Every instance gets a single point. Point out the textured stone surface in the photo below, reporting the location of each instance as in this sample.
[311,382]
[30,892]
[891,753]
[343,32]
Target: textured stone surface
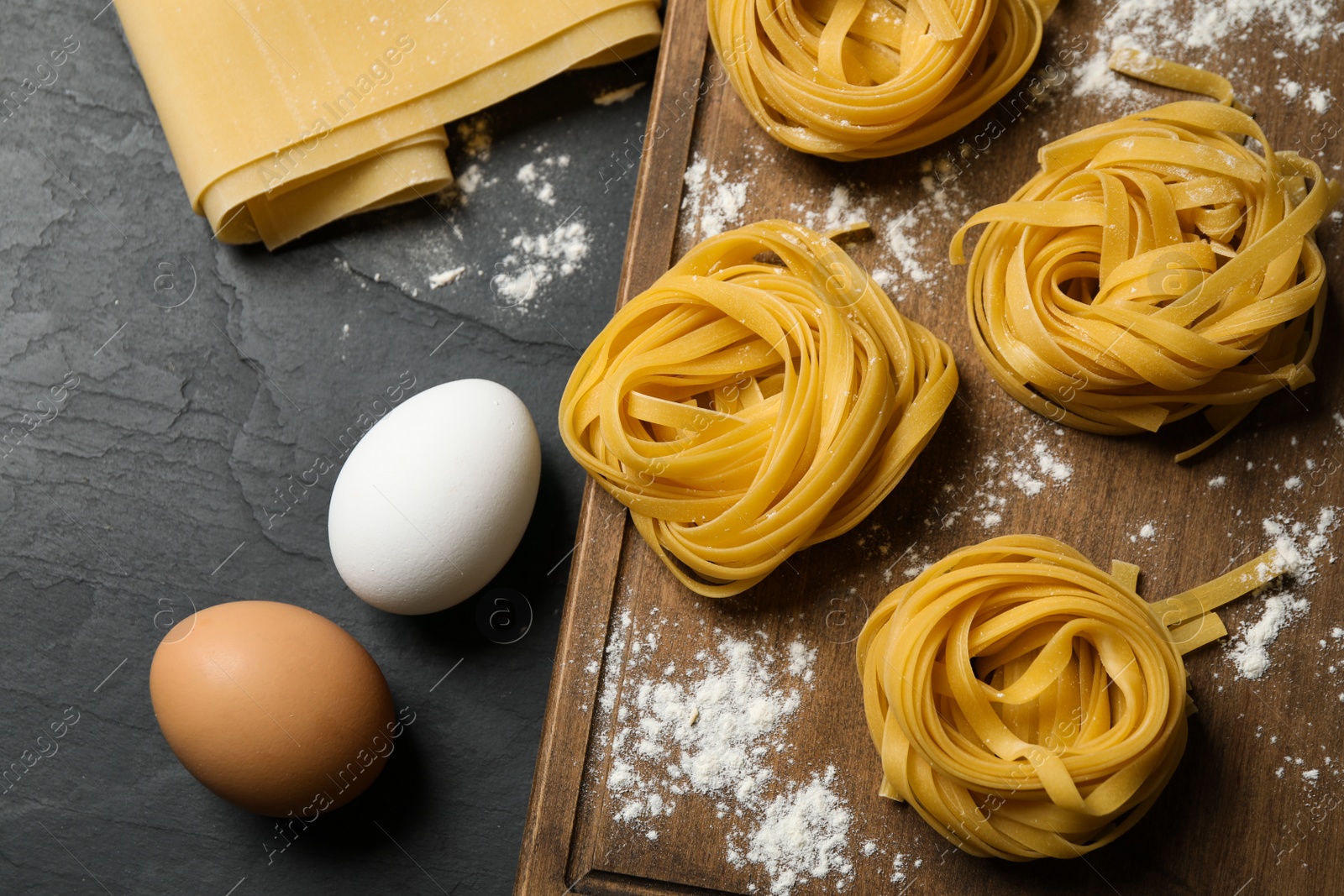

+ + + +

[SET TASK]:
Reproduce all of the data above, substituting "rough stone surface" for every occurrence of "textured stone surface" and keeping everything else unchanged. Leave the pictures out of your answer.

[EXERCISE RESULT]:
Every instance gets a single point. Point out the rough stone surface in the photo below, reporting the location of each instance as in this sample.
[311,382]
[30,892]
[891,753]
[343,32]
Target: rough stone surface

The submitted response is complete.